Pull out the lines of the listing below from the line with "instance of silver" up to and including the line with "left=302, top=88, right=386, bottom=195", and reproduce them unchanged.

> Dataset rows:
========
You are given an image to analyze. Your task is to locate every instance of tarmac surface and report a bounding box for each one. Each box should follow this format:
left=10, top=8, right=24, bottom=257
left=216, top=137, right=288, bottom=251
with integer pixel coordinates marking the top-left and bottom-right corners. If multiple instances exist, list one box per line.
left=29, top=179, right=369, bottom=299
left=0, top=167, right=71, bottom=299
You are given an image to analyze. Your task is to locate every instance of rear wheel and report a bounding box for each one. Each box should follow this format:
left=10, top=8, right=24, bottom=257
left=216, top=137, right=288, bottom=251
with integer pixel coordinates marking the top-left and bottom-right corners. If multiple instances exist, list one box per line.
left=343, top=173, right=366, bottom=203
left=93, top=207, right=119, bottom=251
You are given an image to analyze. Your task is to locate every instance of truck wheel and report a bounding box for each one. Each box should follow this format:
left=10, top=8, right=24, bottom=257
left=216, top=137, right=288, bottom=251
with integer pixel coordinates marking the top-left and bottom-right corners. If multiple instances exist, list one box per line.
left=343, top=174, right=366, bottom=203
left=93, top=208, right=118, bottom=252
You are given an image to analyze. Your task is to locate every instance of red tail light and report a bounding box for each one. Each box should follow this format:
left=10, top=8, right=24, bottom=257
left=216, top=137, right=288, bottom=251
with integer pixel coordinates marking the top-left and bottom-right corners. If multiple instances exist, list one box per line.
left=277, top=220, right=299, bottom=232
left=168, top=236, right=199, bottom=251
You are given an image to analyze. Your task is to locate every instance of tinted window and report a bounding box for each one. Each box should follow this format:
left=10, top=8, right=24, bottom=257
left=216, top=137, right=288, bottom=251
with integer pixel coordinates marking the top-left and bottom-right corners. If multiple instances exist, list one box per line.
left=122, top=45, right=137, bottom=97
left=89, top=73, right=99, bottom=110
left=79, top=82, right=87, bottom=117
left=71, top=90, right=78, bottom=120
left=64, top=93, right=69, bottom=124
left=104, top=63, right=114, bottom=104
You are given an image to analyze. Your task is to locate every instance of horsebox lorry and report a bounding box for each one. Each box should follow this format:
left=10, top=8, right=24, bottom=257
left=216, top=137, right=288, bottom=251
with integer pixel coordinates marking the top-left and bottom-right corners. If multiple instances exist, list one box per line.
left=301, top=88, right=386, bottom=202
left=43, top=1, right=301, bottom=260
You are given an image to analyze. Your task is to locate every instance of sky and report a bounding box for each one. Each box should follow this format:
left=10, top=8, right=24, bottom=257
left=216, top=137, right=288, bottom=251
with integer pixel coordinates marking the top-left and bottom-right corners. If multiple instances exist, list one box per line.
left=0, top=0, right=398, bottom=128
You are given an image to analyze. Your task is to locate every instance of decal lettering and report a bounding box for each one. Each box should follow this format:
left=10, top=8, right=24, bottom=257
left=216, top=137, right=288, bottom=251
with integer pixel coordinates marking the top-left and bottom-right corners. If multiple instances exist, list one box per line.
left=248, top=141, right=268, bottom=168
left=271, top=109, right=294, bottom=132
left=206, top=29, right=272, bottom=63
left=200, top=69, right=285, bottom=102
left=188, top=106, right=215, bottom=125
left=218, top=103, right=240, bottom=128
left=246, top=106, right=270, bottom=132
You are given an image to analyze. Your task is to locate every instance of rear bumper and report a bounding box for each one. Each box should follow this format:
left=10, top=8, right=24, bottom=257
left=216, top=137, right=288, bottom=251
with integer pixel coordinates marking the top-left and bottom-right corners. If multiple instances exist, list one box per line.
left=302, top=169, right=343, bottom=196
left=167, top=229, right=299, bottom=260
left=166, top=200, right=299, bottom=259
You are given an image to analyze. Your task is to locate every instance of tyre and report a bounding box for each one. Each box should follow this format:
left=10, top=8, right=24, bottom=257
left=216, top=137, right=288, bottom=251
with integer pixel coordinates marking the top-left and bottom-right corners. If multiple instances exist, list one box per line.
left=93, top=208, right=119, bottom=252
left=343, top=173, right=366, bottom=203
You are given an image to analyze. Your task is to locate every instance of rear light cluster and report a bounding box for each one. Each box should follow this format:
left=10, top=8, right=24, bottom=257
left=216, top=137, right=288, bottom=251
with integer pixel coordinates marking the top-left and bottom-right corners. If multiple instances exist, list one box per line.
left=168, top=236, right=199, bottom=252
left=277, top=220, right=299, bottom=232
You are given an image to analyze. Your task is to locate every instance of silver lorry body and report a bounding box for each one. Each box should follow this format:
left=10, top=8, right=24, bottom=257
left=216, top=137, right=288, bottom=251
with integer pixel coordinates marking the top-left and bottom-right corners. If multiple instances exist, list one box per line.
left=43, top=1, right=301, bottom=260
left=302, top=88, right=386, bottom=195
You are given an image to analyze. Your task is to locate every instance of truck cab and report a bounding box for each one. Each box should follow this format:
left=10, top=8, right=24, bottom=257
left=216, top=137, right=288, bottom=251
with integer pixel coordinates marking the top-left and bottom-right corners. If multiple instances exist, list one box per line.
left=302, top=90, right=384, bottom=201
========
> SOLUTION TO THE EXERCISE:
You are given an image to analyze. Your task is to locate every instance of silver lorry body and report a bounding box for each one. Each box should follow this format:
left=10, top=8, right=24, bottom=257
left=216, top=137, right=288, bottom=251
with integer pixel coordinates marking the top-left and bottom-right corners. If multiple instances exist, list one box per line.
left=43, top=1, right=301, bottom=260
left=302, top=88, right=386, bottom=195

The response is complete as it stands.